→ RECORDS PROVIDED:
* * * *
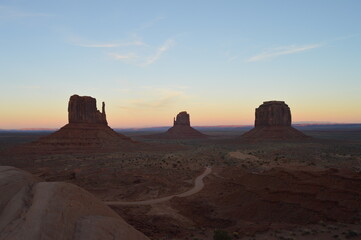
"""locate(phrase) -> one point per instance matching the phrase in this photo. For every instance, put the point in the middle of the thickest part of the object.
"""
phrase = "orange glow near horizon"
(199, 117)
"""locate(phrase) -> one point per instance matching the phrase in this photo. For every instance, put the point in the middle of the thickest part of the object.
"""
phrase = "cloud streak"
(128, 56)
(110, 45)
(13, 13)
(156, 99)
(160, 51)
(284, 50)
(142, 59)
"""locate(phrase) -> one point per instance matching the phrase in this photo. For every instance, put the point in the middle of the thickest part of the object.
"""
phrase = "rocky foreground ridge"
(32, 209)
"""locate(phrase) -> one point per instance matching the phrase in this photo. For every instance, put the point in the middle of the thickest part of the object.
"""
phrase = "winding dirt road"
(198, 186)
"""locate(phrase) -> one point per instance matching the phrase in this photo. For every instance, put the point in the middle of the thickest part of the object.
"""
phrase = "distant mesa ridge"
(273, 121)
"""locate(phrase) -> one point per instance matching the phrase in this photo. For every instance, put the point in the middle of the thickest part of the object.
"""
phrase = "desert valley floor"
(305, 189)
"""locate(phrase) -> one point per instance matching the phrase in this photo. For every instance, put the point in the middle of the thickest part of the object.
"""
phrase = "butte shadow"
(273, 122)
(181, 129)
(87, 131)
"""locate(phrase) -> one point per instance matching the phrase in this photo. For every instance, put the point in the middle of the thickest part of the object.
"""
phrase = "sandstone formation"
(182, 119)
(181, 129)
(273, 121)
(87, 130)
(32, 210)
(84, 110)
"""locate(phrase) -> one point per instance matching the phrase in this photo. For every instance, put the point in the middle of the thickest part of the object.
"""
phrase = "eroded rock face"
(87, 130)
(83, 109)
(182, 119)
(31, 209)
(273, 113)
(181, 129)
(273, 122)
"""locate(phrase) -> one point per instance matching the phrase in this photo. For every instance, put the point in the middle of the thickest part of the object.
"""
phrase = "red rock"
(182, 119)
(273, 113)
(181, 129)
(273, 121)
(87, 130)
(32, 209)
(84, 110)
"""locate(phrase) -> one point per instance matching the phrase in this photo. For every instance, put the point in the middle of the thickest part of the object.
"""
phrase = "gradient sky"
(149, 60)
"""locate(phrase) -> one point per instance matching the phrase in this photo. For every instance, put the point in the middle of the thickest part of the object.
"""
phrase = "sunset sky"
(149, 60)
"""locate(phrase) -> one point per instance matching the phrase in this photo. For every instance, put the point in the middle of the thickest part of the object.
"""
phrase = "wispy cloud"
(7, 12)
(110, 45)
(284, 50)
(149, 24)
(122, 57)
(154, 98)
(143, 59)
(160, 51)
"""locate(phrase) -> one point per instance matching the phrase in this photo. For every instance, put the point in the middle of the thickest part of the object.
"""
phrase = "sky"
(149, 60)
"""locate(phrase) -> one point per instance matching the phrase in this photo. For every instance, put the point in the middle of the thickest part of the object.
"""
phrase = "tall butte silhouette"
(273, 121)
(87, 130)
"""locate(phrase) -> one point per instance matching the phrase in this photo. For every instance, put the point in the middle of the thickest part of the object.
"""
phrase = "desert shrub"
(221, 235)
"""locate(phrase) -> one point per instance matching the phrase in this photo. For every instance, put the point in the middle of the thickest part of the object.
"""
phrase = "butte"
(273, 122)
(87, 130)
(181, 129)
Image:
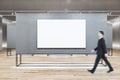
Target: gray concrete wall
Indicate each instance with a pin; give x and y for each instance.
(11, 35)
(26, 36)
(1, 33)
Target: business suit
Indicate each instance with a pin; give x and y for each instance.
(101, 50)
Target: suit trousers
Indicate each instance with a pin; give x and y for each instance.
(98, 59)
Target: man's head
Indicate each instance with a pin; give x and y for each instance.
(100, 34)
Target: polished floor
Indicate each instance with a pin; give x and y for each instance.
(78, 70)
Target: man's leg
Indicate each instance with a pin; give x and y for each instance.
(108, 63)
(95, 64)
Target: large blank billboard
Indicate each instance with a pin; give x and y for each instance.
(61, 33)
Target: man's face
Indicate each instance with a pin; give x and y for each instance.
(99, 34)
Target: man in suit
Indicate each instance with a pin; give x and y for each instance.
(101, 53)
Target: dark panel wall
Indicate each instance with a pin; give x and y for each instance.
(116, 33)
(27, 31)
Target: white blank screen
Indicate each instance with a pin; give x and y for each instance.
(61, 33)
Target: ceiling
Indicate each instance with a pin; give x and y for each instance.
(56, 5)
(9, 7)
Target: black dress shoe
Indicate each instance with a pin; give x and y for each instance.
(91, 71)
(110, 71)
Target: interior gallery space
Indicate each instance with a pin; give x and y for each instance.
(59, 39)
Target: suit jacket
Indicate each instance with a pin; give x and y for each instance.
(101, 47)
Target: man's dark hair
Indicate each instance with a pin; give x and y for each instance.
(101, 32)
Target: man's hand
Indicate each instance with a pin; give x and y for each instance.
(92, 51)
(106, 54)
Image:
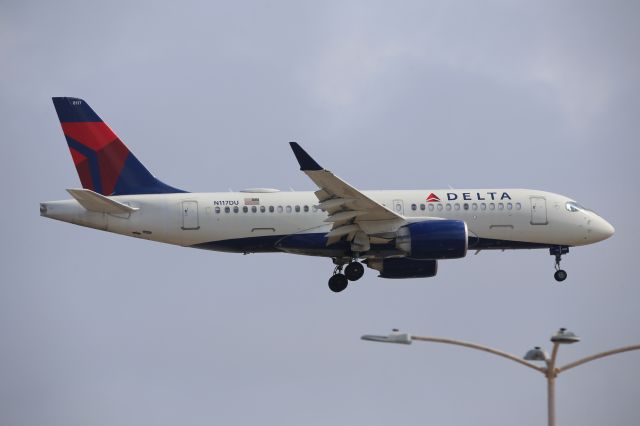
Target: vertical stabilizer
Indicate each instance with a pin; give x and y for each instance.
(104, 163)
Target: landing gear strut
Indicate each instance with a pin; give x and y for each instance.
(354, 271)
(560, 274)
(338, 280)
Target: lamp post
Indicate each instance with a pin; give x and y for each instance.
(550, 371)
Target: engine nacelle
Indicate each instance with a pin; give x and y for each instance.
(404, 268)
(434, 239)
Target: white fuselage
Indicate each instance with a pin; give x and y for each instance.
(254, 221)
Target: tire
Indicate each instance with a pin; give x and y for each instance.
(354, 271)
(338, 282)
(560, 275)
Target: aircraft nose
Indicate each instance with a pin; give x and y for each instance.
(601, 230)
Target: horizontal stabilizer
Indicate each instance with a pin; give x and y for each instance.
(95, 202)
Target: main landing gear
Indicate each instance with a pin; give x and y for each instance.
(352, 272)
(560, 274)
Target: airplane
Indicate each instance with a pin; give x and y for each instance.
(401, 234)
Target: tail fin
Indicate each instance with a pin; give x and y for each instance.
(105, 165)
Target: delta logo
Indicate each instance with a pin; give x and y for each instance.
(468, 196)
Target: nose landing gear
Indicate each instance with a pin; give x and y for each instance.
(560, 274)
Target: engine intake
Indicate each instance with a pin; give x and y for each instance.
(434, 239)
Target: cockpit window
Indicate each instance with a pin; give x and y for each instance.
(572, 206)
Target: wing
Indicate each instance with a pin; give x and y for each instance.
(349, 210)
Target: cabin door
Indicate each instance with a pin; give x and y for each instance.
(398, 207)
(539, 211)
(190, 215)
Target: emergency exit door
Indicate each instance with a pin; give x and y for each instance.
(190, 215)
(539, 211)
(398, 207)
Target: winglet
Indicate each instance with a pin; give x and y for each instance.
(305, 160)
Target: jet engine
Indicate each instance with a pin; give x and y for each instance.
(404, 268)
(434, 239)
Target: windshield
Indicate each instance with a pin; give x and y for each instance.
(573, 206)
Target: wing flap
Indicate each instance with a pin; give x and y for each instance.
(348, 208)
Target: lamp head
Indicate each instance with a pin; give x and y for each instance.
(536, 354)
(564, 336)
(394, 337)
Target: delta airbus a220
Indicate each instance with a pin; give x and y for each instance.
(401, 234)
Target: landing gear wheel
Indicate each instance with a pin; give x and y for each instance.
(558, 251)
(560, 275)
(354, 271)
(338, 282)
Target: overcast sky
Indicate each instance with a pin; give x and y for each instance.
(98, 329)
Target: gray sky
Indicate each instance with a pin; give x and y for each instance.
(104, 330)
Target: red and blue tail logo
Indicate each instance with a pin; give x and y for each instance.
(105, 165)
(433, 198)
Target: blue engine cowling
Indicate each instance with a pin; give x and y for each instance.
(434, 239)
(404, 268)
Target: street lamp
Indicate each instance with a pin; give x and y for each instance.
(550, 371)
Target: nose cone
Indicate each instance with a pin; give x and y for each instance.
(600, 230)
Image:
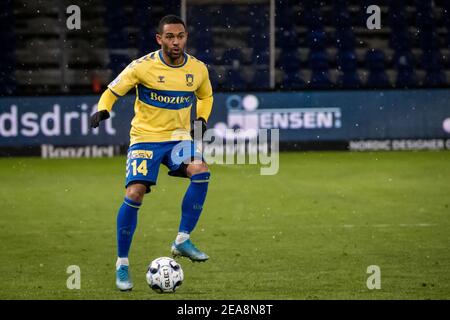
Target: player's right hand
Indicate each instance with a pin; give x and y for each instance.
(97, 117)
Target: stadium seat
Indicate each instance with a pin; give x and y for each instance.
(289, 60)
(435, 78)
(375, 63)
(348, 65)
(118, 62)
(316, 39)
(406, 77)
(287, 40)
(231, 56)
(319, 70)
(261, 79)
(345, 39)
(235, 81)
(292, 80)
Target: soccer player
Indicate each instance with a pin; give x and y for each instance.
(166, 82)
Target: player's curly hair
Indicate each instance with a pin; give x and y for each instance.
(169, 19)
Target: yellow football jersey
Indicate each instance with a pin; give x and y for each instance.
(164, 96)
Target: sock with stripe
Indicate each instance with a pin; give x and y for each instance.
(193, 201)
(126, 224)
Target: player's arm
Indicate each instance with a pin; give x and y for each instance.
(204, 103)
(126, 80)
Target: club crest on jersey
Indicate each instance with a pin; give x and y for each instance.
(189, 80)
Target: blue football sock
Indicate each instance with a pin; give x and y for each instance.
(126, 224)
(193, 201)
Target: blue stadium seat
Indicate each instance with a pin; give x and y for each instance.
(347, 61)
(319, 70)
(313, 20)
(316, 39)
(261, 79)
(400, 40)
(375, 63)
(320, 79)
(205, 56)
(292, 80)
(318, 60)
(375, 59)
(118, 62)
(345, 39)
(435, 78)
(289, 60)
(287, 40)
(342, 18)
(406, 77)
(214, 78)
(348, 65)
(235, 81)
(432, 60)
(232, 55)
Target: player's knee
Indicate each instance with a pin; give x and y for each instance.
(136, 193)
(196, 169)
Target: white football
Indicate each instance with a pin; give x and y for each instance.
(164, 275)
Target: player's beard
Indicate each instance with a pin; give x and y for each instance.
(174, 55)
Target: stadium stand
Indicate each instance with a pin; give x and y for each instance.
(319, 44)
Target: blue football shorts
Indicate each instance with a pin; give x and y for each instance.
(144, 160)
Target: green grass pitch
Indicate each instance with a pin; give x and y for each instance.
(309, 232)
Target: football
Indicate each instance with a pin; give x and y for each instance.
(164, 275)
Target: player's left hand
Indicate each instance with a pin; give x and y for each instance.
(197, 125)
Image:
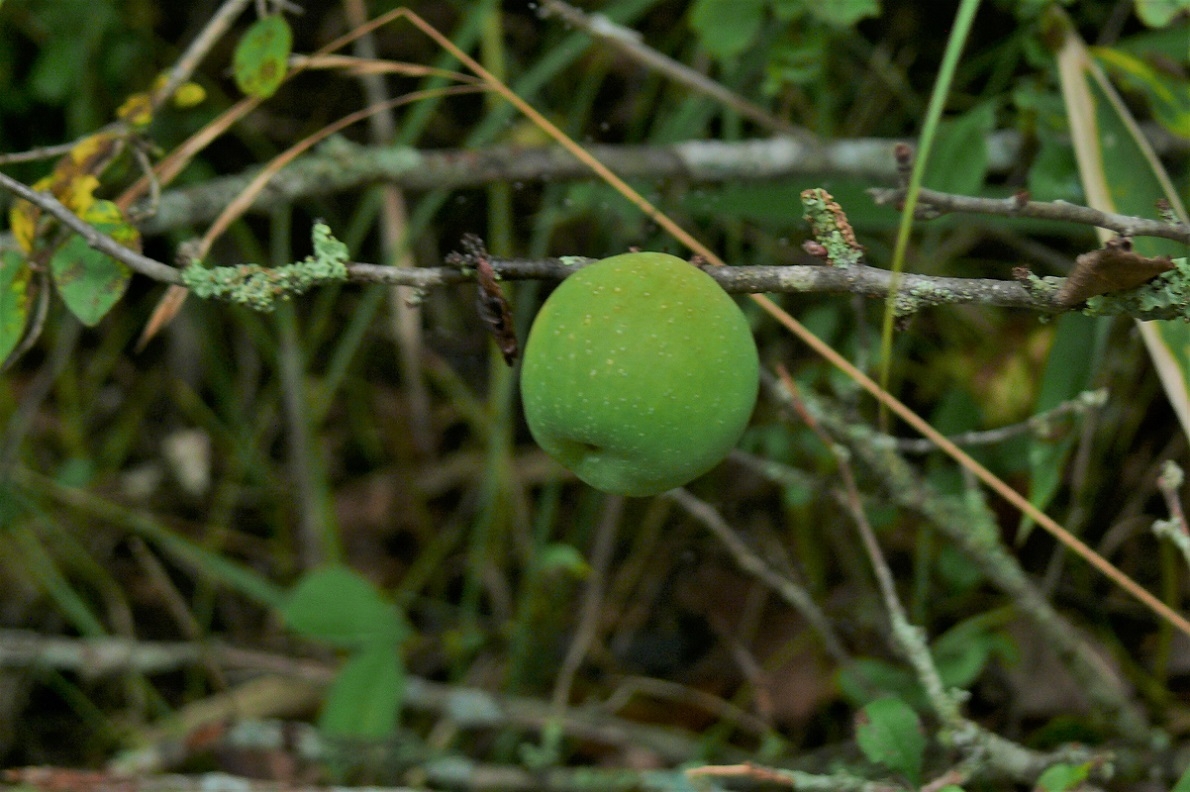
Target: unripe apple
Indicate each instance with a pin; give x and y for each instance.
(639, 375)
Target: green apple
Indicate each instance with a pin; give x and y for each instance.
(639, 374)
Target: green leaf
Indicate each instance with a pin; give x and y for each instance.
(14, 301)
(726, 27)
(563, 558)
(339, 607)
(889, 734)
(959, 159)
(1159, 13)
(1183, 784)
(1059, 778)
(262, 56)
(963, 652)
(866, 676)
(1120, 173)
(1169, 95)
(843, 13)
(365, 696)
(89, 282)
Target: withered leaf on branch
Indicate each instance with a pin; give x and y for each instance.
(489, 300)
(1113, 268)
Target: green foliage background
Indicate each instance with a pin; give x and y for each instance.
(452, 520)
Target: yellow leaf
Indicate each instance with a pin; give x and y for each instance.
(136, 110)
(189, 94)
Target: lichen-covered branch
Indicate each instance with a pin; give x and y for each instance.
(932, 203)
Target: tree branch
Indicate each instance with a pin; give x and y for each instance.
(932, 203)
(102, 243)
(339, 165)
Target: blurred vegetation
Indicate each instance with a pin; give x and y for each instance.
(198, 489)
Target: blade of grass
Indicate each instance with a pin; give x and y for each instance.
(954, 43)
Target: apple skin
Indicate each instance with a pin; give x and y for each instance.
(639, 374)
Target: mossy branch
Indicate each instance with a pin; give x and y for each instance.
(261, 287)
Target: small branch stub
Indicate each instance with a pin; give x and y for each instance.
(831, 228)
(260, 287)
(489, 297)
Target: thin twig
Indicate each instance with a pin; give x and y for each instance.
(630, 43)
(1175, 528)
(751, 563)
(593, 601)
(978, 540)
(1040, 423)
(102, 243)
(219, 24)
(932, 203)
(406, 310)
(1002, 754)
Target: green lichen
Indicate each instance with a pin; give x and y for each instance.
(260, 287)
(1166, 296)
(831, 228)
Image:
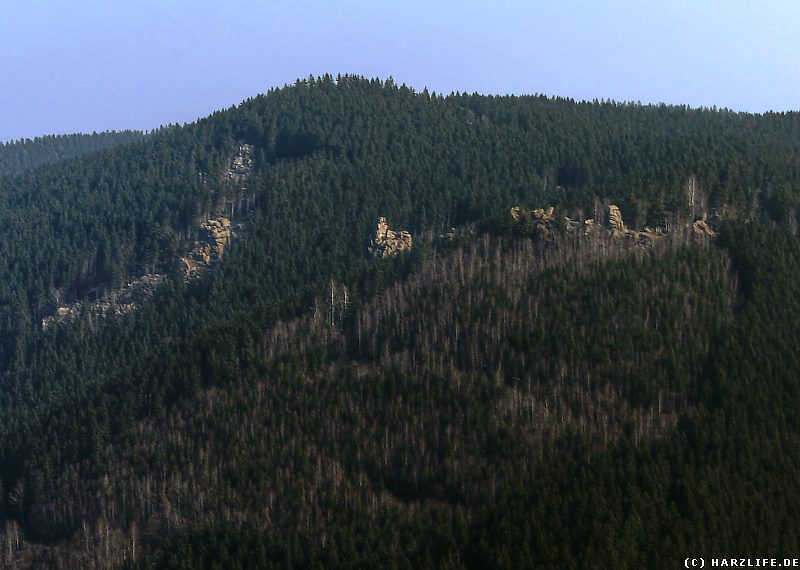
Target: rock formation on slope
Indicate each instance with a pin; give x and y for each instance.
* * * *
Copy the listing again from the line with "Target: mossy branch" to the end of the listing, changing "thin" to "slender" and keeping everything else as it is. Leave the pictures out.

→ EXPECTED ANSWER:
Target: mossy branch
Indicate each instance with a pin; give x and y for each instance.
(261, 287)
Target: small branch stub
Indicate each instance with a pin; give x and y for each instance.
(831, 228)
(260, 287)
(489, 297)
Target: slender twig
Indicate each instance with a pin; give x and y for each instance.
(630, 43)
(1175, 528)
(751, 563)
(593, 601)
(978, 540)
(1040, 423)
(102, 243)
(219, 24)
(932, 203)
(406, 310)
(1002, 754)
Target: green lichen
Indicate each instance with a pin; give x and y for each instance.
(260, 287)
(1166, 296)
(831, 228)
Image:
Target: rock formation on slope
Indicate each instance with a pin; give x and y for each instance.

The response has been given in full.